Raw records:
□ □ □ □
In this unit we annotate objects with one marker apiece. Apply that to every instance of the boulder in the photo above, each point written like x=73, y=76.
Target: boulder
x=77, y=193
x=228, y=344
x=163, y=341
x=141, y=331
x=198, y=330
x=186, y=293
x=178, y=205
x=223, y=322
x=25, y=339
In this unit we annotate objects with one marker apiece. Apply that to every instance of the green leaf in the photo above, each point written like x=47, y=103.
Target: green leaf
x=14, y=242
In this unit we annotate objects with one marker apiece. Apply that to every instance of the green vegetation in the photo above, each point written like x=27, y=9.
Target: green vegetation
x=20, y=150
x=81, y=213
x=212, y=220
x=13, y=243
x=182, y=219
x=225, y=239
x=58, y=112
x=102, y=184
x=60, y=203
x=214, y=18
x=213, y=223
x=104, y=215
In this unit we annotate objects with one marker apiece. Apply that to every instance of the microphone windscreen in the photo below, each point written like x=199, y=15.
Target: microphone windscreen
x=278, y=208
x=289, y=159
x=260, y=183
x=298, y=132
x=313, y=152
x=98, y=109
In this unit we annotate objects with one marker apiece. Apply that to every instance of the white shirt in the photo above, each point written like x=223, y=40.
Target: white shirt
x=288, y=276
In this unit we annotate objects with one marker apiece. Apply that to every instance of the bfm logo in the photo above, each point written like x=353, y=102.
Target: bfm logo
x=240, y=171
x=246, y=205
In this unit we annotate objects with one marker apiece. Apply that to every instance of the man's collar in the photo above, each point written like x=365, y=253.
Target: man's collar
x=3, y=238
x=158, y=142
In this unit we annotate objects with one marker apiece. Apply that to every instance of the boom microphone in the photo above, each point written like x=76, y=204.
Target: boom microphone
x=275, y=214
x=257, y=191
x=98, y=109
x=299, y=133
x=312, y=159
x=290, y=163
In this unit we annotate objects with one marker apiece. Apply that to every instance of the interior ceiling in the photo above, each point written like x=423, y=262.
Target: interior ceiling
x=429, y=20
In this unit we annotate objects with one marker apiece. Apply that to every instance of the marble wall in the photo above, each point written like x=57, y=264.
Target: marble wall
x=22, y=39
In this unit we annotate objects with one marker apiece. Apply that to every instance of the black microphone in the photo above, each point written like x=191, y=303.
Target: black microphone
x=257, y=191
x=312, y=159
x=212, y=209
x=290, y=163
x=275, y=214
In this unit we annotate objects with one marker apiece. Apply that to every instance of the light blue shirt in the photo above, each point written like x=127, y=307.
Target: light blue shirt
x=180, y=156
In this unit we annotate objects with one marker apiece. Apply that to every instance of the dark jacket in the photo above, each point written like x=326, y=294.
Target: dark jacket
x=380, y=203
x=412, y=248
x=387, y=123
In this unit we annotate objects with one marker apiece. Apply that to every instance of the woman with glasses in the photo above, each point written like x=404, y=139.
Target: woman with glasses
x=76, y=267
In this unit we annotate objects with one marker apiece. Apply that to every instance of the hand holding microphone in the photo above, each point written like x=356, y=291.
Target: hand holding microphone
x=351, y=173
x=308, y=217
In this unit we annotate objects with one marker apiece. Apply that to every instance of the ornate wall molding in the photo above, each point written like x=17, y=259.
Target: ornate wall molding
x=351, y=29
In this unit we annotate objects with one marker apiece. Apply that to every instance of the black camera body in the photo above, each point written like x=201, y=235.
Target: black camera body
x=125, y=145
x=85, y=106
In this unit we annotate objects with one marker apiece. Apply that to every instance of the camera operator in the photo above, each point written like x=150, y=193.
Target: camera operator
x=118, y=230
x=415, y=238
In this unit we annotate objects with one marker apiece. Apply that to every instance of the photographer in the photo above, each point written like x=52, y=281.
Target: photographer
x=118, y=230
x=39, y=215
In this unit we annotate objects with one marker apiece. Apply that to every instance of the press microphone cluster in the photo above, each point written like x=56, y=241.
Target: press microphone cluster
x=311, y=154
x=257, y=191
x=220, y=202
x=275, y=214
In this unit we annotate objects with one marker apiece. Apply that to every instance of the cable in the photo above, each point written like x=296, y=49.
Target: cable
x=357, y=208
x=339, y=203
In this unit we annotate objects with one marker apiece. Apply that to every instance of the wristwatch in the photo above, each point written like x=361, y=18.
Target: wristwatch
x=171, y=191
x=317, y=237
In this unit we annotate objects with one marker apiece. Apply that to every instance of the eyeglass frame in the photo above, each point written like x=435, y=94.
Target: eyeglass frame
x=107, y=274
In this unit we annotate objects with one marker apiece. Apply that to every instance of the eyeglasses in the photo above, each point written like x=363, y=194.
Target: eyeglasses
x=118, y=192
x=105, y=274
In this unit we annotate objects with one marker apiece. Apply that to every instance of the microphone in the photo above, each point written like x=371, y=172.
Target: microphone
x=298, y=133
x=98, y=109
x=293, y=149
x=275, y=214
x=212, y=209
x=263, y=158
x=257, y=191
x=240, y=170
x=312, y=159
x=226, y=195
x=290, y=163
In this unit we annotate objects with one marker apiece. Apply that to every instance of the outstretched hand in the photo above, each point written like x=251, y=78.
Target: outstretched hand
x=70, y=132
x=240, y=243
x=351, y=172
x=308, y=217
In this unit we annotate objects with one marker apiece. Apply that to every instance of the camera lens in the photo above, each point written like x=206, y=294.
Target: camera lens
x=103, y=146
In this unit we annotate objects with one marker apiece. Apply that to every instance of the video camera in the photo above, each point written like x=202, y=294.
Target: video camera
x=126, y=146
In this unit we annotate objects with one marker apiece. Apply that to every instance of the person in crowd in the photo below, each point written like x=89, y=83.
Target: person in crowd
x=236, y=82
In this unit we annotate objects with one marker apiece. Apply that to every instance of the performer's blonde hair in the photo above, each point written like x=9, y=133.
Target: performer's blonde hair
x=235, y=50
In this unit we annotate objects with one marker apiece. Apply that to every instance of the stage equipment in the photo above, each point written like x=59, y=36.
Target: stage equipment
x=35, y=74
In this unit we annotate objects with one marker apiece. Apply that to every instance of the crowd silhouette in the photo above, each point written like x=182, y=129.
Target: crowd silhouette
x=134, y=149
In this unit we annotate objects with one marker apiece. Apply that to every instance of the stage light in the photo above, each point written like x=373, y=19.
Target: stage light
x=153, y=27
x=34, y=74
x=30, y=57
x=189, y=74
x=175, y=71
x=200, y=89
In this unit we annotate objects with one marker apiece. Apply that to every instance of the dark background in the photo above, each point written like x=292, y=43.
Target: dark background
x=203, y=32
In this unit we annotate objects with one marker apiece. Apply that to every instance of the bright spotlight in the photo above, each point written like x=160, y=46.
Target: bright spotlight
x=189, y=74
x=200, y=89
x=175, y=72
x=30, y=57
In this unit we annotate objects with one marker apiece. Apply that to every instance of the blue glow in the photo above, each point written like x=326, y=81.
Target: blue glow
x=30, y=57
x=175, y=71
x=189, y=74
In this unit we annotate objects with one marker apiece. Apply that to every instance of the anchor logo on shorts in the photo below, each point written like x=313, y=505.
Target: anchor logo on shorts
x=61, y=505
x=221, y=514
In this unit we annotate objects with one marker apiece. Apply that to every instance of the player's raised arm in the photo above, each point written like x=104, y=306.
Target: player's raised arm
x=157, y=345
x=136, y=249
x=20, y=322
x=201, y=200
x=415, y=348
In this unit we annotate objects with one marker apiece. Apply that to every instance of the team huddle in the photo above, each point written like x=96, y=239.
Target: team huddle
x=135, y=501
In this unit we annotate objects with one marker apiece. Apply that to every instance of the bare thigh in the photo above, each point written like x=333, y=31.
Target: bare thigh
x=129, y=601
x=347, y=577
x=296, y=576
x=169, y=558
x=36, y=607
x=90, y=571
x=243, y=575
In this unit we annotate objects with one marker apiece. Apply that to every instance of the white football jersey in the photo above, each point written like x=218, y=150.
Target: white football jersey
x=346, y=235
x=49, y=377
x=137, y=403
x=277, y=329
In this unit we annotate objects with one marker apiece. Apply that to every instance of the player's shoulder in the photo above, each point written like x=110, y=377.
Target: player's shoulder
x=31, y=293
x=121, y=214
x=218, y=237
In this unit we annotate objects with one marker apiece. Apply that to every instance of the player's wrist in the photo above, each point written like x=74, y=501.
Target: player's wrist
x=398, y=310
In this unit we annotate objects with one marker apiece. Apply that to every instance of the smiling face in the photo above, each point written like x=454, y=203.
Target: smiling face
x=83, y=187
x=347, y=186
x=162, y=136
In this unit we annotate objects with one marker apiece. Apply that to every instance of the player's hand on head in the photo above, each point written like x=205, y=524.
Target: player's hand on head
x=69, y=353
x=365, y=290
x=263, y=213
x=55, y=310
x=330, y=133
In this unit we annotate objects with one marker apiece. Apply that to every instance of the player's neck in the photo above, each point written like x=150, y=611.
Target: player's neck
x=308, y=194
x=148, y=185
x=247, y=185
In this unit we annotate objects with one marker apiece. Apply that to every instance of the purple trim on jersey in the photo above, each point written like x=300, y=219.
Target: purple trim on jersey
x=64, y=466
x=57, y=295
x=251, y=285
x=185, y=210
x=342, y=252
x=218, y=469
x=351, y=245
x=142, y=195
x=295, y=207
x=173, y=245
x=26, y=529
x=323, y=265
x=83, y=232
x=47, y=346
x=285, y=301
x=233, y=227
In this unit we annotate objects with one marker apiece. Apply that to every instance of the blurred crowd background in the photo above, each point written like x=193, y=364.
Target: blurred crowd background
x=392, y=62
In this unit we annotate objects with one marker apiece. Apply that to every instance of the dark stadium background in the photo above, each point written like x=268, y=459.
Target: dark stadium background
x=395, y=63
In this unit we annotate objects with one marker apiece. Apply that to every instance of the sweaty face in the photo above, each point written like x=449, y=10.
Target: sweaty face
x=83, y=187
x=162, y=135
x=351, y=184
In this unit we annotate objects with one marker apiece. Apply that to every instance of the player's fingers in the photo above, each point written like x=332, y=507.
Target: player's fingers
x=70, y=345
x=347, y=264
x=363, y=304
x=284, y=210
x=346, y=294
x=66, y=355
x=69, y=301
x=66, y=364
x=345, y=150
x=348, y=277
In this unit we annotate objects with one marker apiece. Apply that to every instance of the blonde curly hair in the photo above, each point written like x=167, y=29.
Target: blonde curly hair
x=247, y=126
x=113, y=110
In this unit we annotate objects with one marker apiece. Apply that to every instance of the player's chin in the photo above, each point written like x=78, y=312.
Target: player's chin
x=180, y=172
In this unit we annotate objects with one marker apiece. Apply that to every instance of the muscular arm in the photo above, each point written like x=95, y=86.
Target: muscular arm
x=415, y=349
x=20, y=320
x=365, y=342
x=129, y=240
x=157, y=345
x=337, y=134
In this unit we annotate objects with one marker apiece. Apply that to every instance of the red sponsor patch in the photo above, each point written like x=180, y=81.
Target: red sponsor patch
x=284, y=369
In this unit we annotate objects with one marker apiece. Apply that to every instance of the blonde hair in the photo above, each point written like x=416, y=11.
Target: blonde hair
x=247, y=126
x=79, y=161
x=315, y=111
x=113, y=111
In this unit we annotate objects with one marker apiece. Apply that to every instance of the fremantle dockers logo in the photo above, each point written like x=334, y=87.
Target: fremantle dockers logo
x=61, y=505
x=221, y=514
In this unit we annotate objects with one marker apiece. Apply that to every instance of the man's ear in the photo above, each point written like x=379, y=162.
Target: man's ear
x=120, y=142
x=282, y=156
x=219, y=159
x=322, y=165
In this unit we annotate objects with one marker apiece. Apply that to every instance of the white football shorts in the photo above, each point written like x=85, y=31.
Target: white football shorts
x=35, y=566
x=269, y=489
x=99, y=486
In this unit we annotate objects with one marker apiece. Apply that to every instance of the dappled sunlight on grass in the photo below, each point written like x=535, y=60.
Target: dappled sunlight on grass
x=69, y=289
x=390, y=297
□ □ □ □
** SHORT PROBLEM **
Arrange the entries from the very first line through the line containing "x=14, y=242" as a JSON list of strings, one string per line, leaving out blank lines. Include nothing beyond that range.

** SOLUTION FOR THIS PROBLEM **
[
  "In this unit we annotate objects with one marker apiece. Apply that to every instance of the boulder in the photo above, each point written like x=73, y=76.",
  "Target: boulder",
  "x=77, y=193",
  "x=228, y=344",
  "x=163, y=341",
  "x=141, y=331",
  "x=198, y=330",
  "x=186, y=293",
  "x=178, y=205",
  "x=223, y=322",
  "x=25, y=339",
  "In this unit we annotate objects with one marker apiece. Apply that to every instance of the green leaf in the photo above, each point written like x=47, y=103.",
  "Target: green leaf",
  "x=14, y=242"
]